Provided material:
_ _ _ _
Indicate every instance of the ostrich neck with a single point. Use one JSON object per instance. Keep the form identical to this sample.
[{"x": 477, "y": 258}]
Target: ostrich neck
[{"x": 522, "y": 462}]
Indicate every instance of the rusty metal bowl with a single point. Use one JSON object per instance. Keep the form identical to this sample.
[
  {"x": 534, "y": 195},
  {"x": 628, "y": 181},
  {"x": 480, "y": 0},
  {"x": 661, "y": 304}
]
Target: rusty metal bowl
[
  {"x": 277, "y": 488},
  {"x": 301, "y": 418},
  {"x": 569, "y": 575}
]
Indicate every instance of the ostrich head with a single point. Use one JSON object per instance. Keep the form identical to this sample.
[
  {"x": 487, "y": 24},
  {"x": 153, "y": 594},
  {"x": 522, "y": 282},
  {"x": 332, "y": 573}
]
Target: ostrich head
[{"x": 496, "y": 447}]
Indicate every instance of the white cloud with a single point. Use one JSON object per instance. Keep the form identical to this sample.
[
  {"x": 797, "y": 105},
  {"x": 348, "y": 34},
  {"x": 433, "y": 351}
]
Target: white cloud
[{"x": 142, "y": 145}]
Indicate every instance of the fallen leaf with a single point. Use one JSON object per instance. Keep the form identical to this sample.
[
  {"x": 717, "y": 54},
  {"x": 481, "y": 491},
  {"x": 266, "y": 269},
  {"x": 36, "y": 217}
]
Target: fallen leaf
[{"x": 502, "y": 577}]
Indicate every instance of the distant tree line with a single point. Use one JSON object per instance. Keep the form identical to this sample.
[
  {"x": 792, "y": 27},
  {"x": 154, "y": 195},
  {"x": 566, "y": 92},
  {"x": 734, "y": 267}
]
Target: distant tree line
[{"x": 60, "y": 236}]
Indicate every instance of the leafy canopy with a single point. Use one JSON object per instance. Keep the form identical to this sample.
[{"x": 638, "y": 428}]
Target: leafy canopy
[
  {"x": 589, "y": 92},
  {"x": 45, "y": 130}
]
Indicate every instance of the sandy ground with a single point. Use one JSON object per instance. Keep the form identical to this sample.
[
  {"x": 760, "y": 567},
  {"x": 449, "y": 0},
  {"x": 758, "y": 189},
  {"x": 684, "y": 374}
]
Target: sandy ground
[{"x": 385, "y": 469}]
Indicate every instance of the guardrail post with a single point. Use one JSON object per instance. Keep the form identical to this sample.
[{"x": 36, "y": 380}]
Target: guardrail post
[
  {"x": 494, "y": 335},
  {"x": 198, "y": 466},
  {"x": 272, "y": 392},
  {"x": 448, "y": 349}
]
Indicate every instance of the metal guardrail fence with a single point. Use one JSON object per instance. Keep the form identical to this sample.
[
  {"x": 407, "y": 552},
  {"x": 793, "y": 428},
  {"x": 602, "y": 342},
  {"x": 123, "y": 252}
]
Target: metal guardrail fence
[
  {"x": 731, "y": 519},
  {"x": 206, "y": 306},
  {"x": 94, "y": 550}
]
_ _ _ _
What you will do: Express every line from the one containing "Indicate every instance of the leafy" up to and including the last line of the rows above as a Markdown table with the columns No. and Text, omitting blank lines.

Response for this exercise:
| No. | Text |
|---|---|
| 1 | Indicate every instance of the leafy canopy with a single point. Use one JSON object per instance. Keep the form identical to this sample. |
| 2 | [{"x": 638, "y": 428}] |
| 3 | Target: leafy canopy |
| 4 | [ |
| 5 |   {"x": 589, "y": 92}, |
| 6 |   {"x": 45, "y": 130} |
| 7 | ] |
| 8 | Indicate every instance of the sandy ground with a single point. Use one JSON object per instance. Keep the form identical to this sample. |
| 9 | [ |
| 10 |   {"x": 760, "y": 567}, |
| 11 |   {"x": 449, "y": 0}, |
| 12 |   {"x": 758, "y": 189}, |
| 13 |   {"x": 684, "y": 374} |
| 14 | ] |
| 15 | Target: sandy ground |
| 16 | [{"x": 385, "y": 469}] |
| 17 | Indicate every instance of the guardrail post with a single point. Use one JSON object per instance. Keep the form identical to this sample. |
| 18 | [{"x": 36, "y": 380}] |
| 19 | Target: guardrail post |
| 20 | [ |
| 21 |   {"x": 494, "y": 335}, |
| 22 |   {"x": 198, "y": 466}, |
| 23 |   {"x": 272, "y": 392}, |
| 24 |   {"x": 448, "y": 349} |
| 25 | ] |
| 26 | Indicate every instance of the metal guardrail fence with a single point. Use one JSON object per instance. Keep the form identical to this sample. |
| 27 | [ |
| 28 |   {"x": 407, "y": 552}, |
| 29 |   {"x": 793, "y": 428}, |
| 30 |   {"x": 602, "y": 342}, |
| 31 |   {"x": 123, "y": 252} |
| 32 | ] |
| 33 | Target: metal guardrail fence |
| 34 | [ |
| 35 |   {"x": 731, "y": 519}, |
| 36 |   {"x": 206, "y": 306}, |
| 37 |   {"x": 94, "y": 550} |
| 38 | ] |